Exercise requirements
Reproduce the following material exactly, including every line.

Extracted information
-- begin --
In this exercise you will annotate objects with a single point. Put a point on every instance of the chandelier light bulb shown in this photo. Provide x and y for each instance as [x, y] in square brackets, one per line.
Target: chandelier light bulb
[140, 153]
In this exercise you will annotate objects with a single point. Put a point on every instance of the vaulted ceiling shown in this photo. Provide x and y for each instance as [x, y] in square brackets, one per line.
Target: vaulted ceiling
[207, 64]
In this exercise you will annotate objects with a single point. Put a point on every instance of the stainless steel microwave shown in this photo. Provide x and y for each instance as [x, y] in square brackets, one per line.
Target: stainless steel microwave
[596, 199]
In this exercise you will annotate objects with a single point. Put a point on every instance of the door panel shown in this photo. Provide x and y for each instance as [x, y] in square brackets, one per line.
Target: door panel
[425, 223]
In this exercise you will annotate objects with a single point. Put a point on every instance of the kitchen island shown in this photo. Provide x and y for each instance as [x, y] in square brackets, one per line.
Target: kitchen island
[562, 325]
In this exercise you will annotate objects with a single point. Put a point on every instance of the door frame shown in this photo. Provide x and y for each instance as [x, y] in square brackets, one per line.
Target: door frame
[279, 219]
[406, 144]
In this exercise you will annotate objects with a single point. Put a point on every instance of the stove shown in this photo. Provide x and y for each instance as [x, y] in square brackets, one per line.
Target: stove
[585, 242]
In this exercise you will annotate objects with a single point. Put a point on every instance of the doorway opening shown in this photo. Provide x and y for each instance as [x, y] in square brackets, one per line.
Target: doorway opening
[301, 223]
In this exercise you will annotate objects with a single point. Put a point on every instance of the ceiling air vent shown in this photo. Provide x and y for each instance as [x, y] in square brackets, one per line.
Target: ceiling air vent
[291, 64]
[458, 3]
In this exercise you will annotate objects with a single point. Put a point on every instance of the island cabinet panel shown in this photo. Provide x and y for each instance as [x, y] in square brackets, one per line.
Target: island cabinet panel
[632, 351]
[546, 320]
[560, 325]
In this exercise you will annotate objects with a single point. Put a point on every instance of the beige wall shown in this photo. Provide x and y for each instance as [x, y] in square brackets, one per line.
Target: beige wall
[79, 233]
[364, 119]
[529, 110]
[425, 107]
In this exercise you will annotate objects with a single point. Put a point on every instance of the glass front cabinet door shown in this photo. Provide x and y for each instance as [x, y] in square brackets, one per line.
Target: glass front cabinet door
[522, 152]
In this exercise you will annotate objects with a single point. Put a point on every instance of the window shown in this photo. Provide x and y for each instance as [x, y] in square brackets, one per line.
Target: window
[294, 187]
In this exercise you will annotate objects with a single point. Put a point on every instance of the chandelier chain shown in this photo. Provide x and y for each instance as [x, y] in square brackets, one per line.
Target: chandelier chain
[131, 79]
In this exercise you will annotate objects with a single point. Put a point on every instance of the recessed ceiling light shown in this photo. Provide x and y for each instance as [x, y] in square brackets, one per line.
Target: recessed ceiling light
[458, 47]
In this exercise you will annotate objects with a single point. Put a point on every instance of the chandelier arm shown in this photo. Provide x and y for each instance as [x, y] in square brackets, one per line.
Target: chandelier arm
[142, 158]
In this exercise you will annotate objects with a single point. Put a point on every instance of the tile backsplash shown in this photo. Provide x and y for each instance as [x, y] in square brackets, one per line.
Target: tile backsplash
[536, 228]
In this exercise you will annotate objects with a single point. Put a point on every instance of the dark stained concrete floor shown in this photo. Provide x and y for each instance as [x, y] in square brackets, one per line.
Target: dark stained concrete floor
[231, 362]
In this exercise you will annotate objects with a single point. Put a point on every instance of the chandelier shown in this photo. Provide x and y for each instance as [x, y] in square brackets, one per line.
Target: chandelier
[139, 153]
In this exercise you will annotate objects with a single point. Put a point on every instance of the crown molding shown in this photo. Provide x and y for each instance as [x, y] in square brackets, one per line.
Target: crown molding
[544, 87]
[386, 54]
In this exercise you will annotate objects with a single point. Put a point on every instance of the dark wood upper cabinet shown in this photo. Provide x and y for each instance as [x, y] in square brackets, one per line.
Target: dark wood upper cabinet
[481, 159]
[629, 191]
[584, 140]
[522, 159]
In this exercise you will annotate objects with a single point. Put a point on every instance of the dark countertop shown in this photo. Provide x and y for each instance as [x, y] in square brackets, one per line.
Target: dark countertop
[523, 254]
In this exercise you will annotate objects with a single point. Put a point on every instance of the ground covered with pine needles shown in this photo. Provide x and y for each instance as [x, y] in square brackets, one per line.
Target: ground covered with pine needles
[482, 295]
-- end --
Response below
In this exercise you will annotate objects with a single point. Put a point on every instance of the chandelier light bulb shown in this photo. Provide x and y for each instance as [x, y] in square brackets, one per line.
Target: chandelier light bulb
[140, 153]
In this exercise you will annotate objects with a single point. Put a point on every instance of the vaulted ceiling shown in this photo. Provide x and y for each instance as [x, y] in square brackets, one per line.
Target: vaulted ceiling
[207, 64]
In this exercise you will annotate objects with a single point. Put a point on every instance of the stainless steel microwave shown in this photo. Provide x and y for each instance as [x, y] in square brackets, one per line.
Target: stainless steel microwave
[596, 199]
In this exercise you will annotate objects with a single point. Put a point on every instance of the door panel shown in this photo. Provide x and y for each instance as [x, y] in square brackets, one per line.
Target: door panel
[425, 223]
In this exercise you will annotate objects with a single point. Put a point on every instance of the kitchen island shown in this photo. Provide x and y for each instance as [x, y] in square brackets, one per line.
Target: kitchen island
[562, 325]
In this exercise you will annotate objects with a single point. Put a point on every instance of the door frame shown in this photo. Provide x and y for each instance as [x, y] in square brackets, one per line.
Target: door frame
[279, 219]
[406, 144]
In this exercise you will annotate objects with a single point. Put a point on every instance of the stove shown in this photo. Provide x and y for each instance as [x, y] in square brackets, one per line.
Target: stove
[585, 242]
In this exercise you will annotate objects with a single point. Put a point on every instance of the doorway opening shown in this photo. Provide x and y for each instance as [x, y] in square brackets, one per line.
Target: doorway opening
[301, 223]
In this exercise you will annotate objects with a single point. Put a point on every instance of the ceiling air vent shown in this photo. Provide x and y for each instance as [x, y] in square brackets, one per line.
Target: ceiling air vent
[291, 64]
[458, 3]
In this exercise you will annotate objects with a single point. Put a point on every instance of the island cabinet panel shown in this photo. Provide x and y for each instance as [x, y] in square brackets, one per line.
Target: island cabinet panel
[632, 351]
[546, 320]
[560, 325]
In this exercise you will annotate objects with a single point. Put a point on every instance of the beige wall shown in this photo. Provide x and y for each instance as [x, y] in square brackets, one per line.
Target: beige wall
[79, 233]
[364, 119]
[529, 110]
[425, 107]
In this exercise you will annotate objects with a single point. Put a point on every instance of the glass front cabinet door shown in this photo. Provide x and y for each instance as [x, y] in square brackets, one per line.
Target: glass front cabinet door
[522, 152]
In this exercise you will annotate objects with a single point. Put a point on every instance of the window shown in this photo. Provide x and y for each instance as [x, y] in square brackets, one per line.
Target: window
[294, 187]
In this exercise you will annotate objects with a single point. Put a point on every instance of the chandelier chain shown in this photo. Provide x and y for each instance as [x, y] in square brackets, one per line.
Target: chandelier chain
[131, 79]
In this exercise you will annotate objects with a single point. Put a point on every instance of the recessed ceiling light shown in this photo. Provide x and y for each instance as [x, y] in square brackets, one per line.
Target: recessed ceiling light
[458, 47]
In this exercise you will annotate objects with a single point. Put a point on every instance of the chandelier arm shown in this photo. Provide x and y for each instance as [x, y] in square brackets, one per line.
Target: chandelier arm
[142, 158]
In this exercise you will annotate objects with a single point. Put a point on every instance of the tile backsplash shown in this photo. Provide x and y for each instance as [x, y] in square brackets, one per line.
Target: tile backsplash
[536, 228]
In this exercise you will annotate objects with a single point. Put a point on every instance of the dark stained concrete floor shown in this photo. Provide x and y for each instance as [x, y] in square brackets, one per line.
Target: dark stained concrete floor
[231, 362]
In this exercise you will annotate objects with a single point. Put a point on every instance of the chandelier shown in this photo. Provide x and y for each instance as [x, y] in square brackets, one per line.
Target: chandelier
[139, 153]
In this exercise you will annotate objects with a single point. Put a point on every instance of the crown molding shown in this photo. Provide x and y for each instance as [x, y] in square brackets, one per line.
Target: crown molding
[544, 87]
[386, 54]
In this exercise you will annotate objects with a single point. Put a point on every instance of the dark wood upper cabinet shown in this photo. Provide x and y for each instance as [x, y] in square brackets, one per line.
Target: dark wood upper cabinet
[481, 159]
[629, 191]
[584, 140]
[522, 159]
In this exercise you will annotate objects with a single point. Put a point on every instance of the dark countertop shown in this photo. Provide x and y for each instance as [x, y] in square brackets, one per line.
Target: dark countertop
[523, 254]
In this exercise you will annotate objects with a single point. Put a point on every instance of the ground covered with pine needles shown in this photo. Provide x and y for each instance as [x, y] in square brackets, one per line.
Target: ground covered with pine needles
[482, 295]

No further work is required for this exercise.